■ ABOUT THIS EXERCISE: All lines from the one with "Target: blue jeans" onward, through the last line of the records below, are to be retyped word for word.

(MATERIAL SHOWN)

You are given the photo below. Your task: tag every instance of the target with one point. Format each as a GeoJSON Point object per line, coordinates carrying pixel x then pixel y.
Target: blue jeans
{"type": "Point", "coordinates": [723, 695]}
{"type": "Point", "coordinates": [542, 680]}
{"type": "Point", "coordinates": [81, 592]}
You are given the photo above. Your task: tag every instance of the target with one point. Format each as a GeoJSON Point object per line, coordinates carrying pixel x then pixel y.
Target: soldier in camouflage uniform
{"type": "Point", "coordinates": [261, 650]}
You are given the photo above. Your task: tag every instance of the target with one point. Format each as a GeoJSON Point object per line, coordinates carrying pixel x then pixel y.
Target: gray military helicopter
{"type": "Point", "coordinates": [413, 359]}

(End MATERIAL SHOWN)

■ SOLVED PROBLEM:
Target: blue jeans
{"type": "Point", "coordinates": [723, 695]}
{"type": "Point", "coordinates": [542, 680]}
{"type": "Point", "coordinates": [81, 592]}
You are given the photo above. Your task: tag every instance of the target with one point. Format each as a GeoJSON Point object per line, coordinates carrying pixel x then pixel y.
Target: soldier in camouflage uniform
{"type": "Point", "coordinates": [261, 650]}
You are given the photo above. Your task: tag every instance of the target with one point. Format each as a GeoJSON Point object per line, coordinates carrying pixel x then pixel y.
Target: gray military helicopter
{"type": "Point", "coordinates": [413, 359]}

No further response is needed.